__Exercise goal__:
Repeat the entries below in full, with every character unchanged.

►

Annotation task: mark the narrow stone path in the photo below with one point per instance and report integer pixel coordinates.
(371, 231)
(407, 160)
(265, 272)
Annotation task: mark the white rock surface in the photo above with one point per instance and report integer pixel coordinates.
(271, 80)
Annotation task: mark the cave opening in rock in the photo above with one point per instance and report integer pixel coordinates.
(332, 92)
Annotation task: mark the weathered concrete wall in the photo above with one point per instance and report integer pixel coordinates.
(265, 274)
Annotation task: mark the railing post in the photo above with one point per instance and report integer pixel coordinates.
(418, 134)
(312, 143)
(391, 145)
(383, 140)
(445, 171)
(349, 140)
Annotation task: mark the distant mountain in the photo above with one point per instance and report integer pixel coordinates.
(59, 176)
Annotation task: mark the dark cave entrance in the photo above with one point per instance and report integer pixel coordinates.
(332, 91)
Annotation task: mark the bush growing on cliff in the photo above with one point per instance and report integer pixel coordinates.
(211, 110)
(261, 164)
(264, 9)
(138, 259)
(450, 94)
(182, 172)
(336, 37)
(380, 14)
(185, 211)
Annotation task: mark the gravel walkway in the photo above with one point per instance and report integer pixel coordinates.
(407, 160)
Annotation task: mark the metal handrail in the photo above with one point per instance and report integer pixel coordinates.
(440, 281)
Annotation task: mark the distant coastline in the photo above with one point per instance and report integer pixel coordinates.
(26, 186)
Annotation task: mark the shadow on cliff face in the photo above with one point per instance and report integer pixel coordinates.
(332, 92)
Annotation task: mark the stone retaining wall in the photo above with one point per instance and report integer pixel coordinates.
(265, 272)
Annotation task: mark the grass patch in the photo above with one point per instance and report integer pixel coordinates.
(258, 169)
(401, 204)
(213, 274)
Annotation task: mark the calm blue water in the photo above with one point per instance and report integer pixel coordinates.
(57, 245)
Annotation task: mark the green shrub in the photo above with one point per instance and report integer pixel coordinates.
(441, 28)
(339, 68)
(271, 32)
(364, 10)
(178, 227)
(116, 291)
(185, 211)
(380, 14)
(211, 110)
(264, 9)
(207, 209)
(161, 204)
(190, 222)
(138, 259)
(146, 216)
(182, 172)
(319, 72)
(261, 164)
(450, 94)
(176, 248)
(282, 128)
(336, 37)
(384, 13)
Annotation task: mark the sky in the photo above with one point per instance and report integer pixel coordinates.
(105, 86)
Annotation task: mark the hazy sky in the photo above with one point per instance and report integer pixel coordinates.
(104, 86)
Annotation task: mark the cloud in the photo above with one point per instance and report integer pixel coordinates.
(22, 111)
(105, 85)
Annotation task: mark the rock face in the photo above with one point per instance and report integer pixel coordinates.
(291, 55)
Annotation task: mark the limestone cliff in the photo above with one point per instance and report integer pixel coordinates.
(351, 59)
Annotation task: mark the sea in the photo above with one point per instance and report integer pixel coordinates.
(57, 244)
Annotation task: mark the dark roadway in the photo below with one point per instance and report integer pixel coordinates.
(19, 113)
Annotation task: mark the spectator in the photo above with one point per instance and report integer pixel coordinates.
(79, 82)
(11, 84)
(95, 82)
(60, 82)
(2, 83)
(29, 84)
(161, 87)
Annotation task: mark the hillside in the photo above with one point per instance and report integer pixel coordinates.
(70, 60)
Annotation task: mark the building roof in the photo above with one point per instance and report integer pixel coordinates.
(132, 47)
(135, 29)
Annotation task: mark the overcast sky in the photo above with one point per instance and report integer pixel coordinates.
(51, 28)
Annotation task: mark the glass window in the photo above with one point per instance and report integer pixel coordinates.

◄

__Expected answer__:
Annotation task: mark the narrow stone path in the photo below with one point per instance and report integer pixel coordinates.
(371, 231)
(407, 160)
(265, 272)
Annotation task: mark the white rock surface in the photo above with one point per instance and report integer pixel coordinates.
(271, 80)
Annotation task: mark the cave opening in rock in the photo above with one point per instance and report integer pixel coordinates.
(332, 92)
Annotation task: mark the weathered concrete wall in the photo above with one point per instance and report integer pixel coordinates.
(265, 274)
Annotation task: mark the railing post in the photo above with one point per instance and report integer pixel coordinates.
(418, 134)
(312, 143)
(391, 145)
(383, 140)
(445, 171)
(349, 140)
Annotation task: mark the distant mountain in the photo above with one point per instance and report integer pixel coordinates.
(59, 176)
Annotation task: mark the dark cave entrance in the photo above with one point per instance and report integer pixel coordinates.
(332, 91)
Annotation task: mark the bush growing on cliff in the photo above with one point per instance and report integer pixel coordinates.
(211, 110)
(261, 164)
(264, 9)
(138, 259)
(450, 94)
(182, 172)
(336, 37)
(380, 14)
(185, 211)
Annotation task: mark the gravel walkway in the photo above with one point per instance and report integer pixel coordinates.
(407, 160)
Annotation task: mark the metal handrail in the photo above with one point per instance and report integer pixel coordinates.
(440, 281)
Annotation task: mark the distant coastline in the photo above with one point per instance and report integer pixel coordinates.
(26, 186)
Annotation task: mark the shadow on cliff face in the photo above with one point per instance and report integer pixel coordinates.
(332, 92)
Annotation task: mark the stone retaining wall in the photo above with one point per instance and report integer pixel coordinates.
(265, 272)
Annotation task: mark the grass patch in the photo above with one point per instance and report integer pixel coordinates.
(258, 169)
(401, 204)
(213, 274)
Annotation task: mark the calm blue water in the photo above with one point per instance and report integer pixel coordinates.
(57, 245)
Annotation task: mark the green shrub in the photo above with one point per instance and report integer pixel coordinates.
(441, 28)
(339, 68)
(271, 32)
(364, 10)
(178, 227)
(116, 291)
(185, 211)
(380, 14)
(211, 110)
(264, 9)
(207, 209)
(161, 204)
(190, 222)
(138, 259)
(146, 216)
(182, 172)
(319, 72)
(261, 164)
(450, 94)
(176, 248)
(282, 128)
(336, 37)
(384, 13)
Annotation task: mark the sky in the photo above with one point per instance and report integer pixel coordinates.
(105, 86)
Annotation task: mark the hazy sky in the photo above with one point per instance and report integer pixel coordinates.
(104, 86)
Annotation task: mark the cloud in the photo above with one point per instance and report integer pixel coordinates.
(22, 111)
(105, 85)
Annotation task: mark the rock face in the photo above with one point per instance and report integer pixel coordinates.
(291, 55)
Annotation task: mark the limestone cliff in the photo above with one point per instance and report integer pixel coordinates.
(351, 59)
Annotation task: mark the sea in the photo above with one point per instance and report integer pixel coordinates.
(57, 244)
Annotation task: mark the dark roadway in the photo below with one point per instance and report integer pixel coordinates.
(19, 113)
Annotation task: mark the spectator in the photo above with one point per instance and report integer pixel coordinates.
(79, 82)
(11, 84)
(95, 82)
(60, 82)
(2, 83)
(29, 84)
(161, 87)
Annotation task: mark the hillside in the photo above with one point per instance and report integer pixel coordinates.
(70, 60)
Annotation task: mark the building roof in the photo above with one point per instance and report integer pixel coordinates.
(132, 47)
(135, 29)
Annotation task: mark the overcast sky in the photo above with one point per instance and report integer pixel coordinates.
(51, 28)
Annotation task: mark the glass window in the photo above with one point per instance and report integer pixel coordinates.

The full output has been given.